### Task item
Across the entries that follow, count each line holding "distant" and state the total alone.

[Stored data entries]
········

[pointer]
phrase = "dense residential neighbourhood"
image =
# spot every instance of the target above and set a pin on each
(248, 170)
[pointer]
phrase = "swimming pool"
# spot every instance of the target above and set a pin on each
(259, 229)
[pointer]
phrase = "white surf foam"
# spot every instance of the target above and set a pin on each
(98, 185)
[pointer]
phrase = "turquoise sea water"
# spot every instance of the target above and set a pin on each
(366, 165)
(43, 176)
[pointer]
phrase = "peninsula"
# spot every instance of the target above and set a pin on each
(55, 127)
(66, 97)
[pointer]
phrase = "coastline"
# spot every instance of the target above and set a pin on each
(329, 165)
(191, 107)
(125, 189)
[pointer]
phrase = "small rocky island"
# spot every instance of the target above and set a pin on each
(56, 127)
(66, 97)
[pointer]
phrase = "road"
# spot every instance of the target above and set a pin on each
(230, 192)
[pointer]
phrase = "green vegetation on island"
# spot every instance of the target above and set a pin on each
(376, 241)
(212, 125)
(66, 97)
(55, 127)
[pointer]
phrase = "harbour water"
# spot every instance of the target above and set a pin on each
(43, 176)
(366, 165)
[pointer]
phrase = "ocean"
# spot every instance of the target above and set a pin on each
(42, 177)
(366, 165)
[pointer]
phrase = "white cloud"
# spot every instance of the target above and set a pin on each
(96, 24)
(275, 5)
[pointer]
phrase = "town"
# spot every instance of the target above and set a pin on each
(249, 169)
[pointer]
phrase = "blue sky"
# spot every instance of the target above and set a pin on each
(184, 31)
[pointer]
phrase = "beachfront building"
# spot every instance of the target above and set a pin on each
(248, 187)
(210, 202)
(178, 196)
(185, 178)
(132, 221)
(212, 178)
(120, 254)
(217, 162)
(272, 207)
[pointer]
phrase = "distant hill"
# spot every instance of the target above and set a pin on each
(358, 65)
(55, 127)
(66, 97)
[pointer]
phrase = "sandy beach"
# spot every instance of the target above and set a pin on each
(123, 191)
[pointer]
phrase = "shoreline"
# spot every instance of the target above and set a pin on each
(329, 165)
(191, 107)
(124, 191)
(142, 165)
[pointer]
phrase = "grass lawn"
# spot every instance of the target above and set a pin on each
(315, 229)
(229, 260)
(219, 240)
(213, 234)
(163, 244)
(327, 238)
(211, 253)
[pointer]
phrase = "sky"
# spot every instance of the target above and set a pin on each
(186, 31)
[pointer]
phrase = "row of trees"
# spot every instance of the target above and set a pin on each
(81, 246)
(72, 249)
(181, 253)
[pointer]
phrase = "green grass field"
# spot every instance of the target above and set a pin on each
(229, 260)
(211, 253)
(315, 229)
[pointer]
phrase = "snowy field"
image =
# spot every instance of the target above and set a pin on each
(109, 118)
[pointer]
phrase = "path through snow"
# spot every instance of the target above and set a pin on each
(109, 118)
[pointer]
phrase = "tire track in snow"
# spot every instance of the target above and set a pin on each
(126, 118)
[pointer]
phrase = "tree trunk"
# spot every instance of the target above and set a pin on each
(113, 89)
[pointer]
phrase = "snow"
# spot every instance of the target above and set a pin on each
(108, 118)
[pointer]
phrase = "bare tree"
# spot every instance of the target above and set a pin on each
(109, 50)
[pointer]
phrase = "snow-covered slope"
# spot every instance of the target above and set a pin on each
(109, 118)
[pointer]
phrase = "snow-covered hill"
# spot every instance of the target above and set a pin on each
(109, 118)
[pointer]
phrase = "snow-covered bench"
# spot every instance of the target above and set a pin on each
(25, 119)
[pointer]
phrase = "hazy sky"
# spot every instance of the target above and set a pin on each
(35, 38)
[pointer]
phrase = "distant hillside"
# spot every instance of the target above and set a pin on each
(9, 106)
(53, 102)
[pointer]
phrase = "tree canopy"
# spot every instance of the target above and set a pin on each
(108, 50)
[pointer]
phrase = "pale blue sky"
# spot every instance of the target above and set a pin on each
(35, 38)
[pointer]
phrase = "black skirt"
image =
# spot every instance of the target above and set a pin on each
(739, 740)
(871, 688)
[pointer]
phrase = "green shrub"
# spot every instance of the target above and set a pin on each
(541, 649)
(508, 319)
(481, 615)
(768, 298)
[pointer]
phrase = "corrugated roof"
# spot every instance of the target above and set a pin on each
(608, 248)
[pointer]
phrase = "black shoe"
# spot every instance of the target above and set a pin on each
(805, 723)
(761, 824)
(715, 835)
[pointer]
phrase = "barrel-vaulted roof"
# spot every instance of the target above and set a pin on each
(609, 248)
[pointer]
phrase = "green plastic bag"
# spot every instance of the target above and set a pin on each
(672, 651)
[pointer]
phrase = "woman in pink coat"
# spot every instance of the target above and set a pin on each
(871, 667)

········

### Output of the task
2